*DATA SHOWN*:

<<<<

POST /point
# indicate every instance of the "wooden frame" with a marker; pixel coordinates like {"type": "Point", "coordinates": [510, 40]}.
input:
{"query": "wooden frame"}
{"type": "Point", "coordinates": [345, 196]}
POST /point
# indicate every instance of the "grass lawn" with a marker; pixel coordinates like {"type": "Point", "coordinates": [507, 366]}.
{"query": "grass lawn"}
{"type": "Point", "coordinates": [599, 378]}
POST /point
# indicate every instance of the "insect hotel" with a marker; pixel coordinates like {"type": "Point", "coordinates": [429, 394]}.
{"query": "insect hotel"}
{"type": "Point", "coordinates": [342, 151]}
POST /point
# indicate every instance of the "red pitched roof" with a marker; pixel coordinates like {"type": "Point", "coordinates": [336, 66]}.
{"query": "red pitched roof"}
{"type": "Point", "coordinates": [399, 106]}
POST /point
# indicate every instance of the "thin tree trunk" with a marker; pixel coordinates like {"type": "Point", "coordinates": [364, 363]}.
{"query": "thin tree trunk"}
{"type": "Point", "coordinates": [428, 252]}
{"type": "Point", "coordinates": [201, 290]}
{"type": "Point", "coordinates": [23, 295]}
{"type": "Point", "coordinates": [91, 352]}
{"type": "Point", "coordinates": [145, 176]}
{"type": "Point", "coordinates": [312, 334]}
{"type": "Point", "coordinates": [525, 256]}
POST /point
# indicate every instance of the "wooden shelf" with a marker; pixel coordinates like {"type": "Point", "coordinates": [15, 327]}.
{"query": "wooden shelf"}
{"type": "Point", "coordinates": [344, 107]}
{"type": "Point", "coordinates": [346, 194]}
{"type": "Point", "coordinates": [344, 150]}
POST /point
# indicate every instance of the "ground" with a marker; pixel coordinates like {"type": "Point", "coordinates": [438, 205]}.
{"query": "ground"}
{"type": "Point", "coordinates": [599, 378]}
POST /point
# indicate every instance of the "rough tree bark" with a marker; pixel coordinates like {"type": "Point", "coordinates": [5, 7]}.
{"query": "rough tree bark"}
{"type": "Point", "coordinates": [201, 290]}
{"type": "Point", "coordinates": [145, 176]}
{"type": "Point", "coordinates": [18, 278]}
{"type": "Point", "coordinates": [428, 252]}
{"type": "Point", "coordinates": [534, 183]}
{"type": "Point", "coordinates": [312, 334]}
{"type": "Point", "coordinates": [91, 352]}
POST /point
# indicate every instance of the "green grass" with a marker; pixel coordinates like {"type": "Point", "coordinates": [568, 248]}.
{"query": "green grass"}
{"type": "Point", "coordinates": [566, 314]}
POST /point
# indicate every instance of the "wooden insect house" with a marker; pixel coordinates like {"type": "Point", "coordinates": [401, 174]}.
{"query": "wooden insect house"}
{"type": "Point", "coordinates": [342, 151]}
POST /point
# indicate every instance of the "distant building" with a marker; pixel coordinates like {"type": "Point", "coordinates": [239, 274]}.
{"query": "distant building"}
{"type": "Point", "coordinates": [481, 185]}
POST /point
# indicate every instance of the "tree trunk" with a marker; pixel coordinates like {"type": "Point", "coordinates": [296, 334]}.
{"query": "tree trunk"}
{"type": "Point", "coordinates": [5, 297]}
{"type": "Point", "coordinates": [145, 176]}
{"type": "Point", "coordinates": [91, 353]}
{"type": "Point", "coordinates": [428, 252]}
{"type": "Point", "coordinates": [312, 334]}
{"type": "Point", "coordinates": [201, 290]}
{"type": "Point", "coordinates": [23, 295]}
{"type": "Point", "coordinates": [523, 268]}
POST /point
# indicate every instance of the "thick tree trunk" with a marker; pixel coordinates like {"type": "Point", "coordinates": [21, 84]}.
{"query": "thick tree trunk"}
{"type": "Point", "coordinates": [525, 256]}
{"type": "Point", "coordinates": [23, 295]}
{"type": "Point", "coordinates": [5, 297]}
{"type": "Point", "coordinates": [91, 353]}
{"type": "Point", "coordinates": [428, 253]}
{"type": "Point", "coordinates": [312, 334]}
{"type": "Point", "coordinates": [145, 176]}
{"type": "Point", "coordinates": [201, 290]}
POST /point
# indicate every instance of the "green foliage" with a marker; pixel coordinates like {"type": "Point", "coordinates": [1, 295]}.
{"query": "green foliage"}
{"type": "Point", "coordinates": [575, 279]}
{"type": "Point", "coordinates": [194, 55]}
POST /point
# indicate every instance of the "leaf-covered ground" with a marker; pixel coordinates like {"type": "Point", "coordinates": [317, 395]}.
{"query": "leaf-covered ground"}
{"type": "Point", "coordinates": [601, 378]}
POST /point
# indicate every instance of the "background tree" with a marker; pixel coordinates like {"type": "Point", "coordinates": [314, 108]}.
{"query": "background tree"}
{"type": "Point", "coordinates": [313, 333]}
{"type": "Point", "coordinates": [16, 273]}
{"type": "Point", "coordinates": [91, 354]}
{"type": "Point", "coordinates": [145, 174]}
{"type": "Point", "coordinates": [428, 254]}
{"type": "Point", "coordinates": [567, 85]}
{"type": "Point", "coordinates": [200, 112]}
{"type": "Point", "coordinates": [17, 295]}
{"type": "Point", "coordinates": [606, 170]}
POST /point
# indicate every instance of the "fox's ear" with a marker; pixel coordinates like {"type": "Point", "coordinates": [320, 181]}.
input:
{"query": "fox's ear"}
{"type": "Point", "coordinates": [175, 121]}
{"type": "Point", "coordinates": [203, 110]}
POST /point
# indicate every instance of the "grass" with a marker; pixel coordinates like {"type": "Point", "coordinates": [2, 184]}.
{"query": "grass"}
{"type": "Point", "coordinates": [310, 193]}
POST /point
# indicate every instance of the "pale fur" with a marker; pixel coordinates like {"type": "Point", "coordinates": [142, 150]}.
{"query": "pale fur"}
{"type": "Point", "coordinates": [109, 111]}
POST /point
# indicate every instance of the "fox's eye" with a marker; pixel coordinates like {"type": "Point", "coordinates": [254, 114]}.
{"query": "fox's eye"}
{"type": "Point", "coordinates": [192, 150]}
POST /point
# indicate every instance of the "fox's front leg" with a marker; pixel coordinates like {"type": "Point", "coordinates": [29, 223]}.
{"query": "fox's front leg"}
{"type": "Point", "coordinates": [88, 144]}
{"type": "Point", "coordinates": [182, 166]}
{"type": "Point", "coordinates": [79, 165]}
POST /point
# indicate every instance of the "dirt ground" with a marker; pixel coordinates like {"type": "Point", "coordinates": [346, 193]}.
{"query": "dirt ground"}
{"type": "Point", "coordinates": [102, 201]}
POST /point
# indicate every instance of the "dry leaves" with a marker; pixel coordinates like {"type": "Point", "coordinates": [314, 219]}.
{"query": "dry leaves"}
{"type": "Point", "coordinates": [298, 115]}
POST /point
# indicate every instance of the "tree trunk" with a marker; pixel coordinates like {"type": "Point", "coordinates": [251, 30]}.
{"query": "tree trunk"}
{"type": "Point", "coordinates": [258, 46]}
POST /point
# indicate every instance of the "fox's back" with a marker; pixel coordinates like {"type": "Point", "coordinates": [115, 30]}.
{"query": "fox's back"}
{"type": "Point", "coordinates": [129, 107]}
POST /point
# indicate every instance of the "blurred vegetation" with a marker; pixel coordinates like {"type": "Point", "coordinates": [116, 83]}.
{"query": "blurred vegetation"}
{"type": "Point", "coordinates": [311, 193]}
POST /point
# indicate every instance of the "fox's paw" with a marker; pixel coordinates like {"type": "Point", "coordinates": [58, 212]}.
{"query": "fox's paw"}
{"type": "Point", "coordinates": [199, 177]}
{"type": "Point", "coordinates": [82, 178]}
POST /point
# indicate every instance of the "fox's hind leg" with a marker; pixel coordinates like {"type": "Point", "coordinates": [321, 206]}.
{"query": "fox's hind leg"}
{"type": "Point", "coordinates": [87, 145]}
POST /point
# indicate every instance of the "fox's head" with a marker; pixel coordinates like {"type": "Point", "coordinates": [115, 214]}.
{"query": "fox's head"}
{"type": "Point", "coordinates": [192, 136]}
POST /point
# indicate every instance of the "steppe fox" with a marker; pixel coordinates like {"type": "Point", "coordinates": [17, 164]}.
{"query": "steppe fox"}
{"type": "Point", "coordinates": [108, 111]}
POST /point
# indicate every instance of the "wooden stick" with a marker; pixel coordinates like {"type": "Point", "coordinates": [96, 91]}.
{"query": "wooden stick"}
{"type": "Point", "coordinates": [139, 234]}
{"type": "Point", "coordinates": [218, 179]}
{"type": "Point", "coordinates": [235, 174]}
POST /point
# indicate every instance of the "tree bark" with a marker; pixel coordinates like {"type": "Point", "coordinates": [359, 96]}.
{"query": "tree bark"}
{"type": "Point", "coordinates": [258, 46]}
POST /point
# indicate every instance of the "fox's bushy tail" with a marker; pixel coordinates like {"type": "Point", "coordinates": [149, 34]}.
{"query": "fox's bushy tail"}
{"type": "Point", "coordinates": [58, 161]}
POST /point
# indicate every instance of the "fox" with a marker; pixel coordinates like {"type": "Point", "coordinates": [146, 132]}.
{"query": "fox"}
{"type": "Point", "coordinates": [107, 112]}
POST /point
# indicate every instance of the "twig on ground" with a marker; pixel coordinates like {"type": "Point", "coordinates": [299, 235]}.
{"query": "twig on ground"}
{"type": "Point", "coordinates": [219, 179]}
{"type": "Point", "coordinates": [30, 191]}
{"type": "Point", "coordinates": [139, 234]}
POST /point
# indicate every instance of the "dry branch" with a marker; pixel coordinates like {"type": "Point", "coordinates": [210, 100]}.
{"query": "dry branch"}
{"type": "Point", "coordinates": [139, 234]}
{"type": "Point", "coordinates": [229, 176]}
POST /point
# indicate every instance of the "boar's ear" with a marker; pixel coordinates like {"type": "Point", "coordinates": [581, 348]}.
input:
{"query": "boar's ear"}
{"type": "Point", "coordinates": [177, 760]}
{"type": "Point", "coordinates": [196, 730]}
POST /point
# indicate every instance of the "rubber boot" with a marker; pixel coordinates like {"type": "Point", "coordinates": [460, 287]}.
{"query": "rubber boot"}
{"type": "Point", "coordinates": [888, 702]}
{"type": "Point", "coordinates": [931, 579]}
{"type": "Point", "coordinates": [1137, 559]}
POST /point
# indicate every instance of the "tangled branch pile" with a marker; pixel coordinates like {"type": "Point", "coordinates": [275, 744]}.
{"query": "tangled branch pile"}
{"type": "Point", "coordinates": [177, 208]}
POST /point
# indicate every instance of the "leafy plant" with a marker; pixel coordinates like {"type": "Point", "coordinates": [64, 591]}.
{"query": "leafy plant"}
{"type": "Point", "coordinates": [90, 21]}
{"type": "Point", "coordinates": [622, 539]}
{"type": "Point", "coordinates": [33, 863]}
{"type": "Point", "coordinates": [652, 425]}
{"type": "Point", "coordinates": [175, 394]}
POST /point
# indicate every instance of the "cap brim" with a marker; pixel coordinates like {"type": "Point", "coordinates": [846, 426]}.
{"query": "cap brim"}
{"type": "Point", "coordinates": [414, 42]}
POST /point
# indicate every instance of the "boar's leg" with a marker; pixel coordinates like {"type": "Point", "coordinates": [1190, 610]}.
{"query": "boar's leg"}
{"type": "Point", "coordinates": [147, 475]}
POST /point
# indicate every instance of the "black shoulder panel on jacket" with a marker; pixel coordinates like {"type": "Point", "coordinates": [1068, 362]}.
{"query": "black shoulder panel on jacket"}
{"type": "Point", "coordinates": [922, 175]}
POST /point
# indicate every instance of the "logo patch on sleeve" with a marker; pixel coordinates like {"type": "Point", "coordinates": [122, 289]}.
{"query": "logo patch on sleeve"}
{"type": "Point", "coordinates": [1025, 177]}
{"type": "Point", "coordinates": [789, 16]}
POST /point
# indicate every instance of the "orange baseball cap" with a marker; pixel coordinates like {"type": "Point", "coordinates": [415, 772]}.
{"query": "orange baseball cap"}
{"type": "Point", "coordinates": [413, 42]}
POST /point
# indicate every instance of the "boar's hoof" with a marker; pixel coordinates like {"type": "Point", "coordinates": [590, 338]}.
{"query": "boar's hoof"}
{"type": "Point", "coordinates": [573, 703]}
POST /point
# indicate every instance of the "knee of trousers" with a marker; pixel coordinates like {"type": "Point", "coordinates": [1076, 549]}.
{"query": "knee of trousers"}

>>>>

*EXERCISE DIRECTIONS*:
For the records above, give the number of lines containing the string "knee" and no other words.

*RESPONSE TO THE TASK*:
2